■ **Teks yang Ditampilkan**
%%
KUNINGAN (MASS) – Dikukuhkannya logo hari jadi Kuningan yang ke 522, menuai banyak reaksi. Hal itu terlihat di postingan Instagram @kuninganmass, setelah berita diterbitkan pada Senin (24/8/2020).
Reaksi ketidakpuasan, banyak ditunjukan terutama soal proses dan metode yang disebut-sebut hanya 10 menit. Selain kesan yang terburu-buru, tidak adanya nilai yang kuat di belakang logo, menjadi bahasan.
Komentar komentar bernada satire seperti kata ‘sungkem’ terlihat bertebaran di kolom komentar. Beberapa komentar juga terlihat panjang lebar menyoroti prosesi pembuatan logo serta hal-hal di belakangnya.
Kuninganmass.com mencoba bertanya langsung pada praktisi yang juga akademisi di bidangnya. Dosen Design Komunikasi Visual UPI asal Kuningan, Arief Johari yang juga sempat menulis di kolom komentar.
Dalam komentarnya, alumni ITB ini menyebut memang tidak ada design yang sempurna. Tapi setidaknya, ada hal penting yang harus diperhatikan, soal Metodologi.
“Karena metodologi yang baik, akan menghasilkan visual yang kokoh dan strong,” sebut Arief dalam komentar.
Logo, menurutnya harus berangkat dari metodologi dan riset. Dijelaskannya, logo bukanlah produk seni, tapi produk design berbasis ‘problem solving’. Setidaknya, ada dua metode dalam pembuatan design logo, Thinking dan Making.
“Melihat logo HK522, nampaknya tidak ada konektifitas antara metodologi dan hasil akhir penggarapan visual,” tulisnya.
Saat dikonfirmasi secara langsung, Arief menyebut Kuningan itu perlu sentuhan ‘branding’, karena sampai hari ini, tidak satukalipun Kuningan disentuh oleh desainer profesional.
Atas inisiatif dan kepedulian pada Kuningan, dirinya bahkan sudah meminta pemerintah daerah untuk review logo untuk hari jadi Kuningan.
%%
■ **Cuplikan Catatan**
%%
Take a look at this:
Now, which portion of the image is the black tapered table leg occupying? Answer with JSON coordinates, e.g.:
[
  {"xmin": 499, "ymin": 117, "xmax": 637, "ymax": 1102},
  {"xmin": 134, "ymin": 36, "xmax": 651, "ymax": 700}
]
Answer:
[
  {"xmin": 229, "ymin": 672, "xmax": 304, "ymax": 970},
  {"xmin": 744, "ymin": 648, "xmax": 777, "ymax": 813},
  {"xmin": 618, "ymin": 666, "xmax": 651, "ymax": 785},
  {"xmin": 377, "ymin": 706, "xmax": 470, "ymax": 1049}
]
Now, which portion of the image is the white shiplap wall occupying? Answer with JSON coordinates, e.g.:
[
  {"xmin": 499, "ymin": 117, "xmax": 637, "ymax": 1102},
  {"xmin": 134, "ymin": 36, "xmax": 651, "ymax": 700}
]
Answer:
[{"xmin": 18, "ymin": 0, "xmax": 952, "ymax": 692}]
%%
■ **Deskripsi Latihan**
Ketik ulang bagian berita tentang logo hari jadi Kuningan di atas, mulai dari "Reaksi ketidakpuasan, banyak" terus hingga "Arief dalam komentar.", tanpa perubahan apa pun.

■ **Jawaban Lengkap**
Reaksi ketidakpuasan, banyak ditunjukan terutama soal proses dan metode yang disebut-sebut hanya 10 menit. Selain kesan yang terburu-buru, tidak adanya nilai yang kuat di belakang logo, menjadi bahasan.
Komentar komentar bernada satire seperti kata ‘sungkem’ terlihat bertebaran di kolom komentar. Beberapa komentar juga terlihat panjang lebar menyoroti prosesi pembuatan logo serta hal-hal di belakangnya.
Kuninganmass.com mencoba bertanya langsung pada praktisi yang juga akademisi di bidangnya. Dosen Design Komunikasi Visual UPI asal Kuningan, Arief Johari yang juga sempat menulis di kolom komentar.
Dalam komentarnya, alumni ITB ini menyebut memang tidak ada design yang sempurna. Tapi setidaknya, ada hal penting yang harus diperhatikan, soal Metodologi.
“Karena metodologi yang baik, akan menghasilkan visual yang kokoh dan strong,” sebut Arief dalam komentar.